*** Opening of RECORDS FOR THIS EXERCISE ***
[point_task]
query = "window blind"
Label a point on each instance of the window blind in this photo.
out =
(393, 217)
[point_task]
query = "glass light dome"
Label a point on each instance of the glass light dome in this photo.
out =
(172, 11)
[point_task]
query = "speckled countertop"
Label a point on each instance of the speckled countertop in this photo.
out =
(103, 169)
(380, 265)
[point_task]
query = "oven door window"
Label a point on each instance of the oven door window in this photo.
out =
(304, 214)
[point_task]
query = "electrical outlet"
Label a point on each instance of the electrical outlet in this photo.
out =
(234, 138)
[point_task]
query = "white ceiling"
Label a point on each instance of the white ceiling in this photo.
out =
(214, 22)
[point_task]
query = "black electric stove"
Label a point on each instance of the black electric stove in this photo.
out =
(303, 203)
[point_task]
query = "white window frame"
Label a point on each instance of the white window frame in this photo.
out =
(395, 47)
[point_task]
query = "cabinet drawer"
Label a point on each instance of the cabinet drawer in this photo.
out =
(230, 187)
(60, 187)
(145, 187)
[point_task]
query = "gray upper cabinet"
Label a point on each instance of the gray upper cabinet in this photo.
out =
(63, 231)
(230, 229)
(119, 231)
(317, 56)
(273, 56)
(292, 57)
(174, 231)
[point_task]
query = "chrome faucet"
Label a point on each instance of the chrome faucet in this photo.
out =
*** Close of RECORDS FOR THIS EXERCISE ***
[YOUR TASK]
Each entry, from start to finish, must be restated exactly.

[WORKED SOLUTION]
[point_task]
query = "window blind"
Label a point on each instance of the window blind in this photo.
out =
(393, 217)
[point_task]
query = "glass light dome"
Label a point on each instance of the glass light dome in this photo.
out =
(172, 11)
[point_task]
query = "speckled countertop"
Label a point on each instance of the speckled countertop in this photo.
out =
(103, 169)
(380, 265)
[point_task]
query = "oven door window"
Label a point on each instance of the oven door window in this photo.
out =
(304, 214)
[point_task]
query = "electrical outlet"
Label a point on each instance of the electrical outlet in this photo.
out =
(234, 138)
[point_task]
query = "white ceiling"
Label a point on each instance of the white ceiling in this photo.
out =
(214, 22)
[point_task]
query = "black electric stove"
Label a point on each instance of the black electric stove in this photo.
out =
(303, 203)
[point_task]
query = "white window frame"
Label a point on each instance of the white window frame in this photo.
out =
(395, 47)
[point_task]
query = "cabinet drawer"
Label a point on each instance of the cabinet drawer in this photo.
out =
(230, 187)
(60, 187)
(145, 187)
[point_task]
query = "gray upper cabinet"
Label a point on each instance of the gray upper cabinet in this photo.
out =
(63, 231)
(230, 229)
(119, 231)
(317, 56)
(273, 56)
(292, 57)
(174, 231)
[point_task]
query = "chrome faucet"
Label a point on each instance of the chrome faucet in this photo.
out =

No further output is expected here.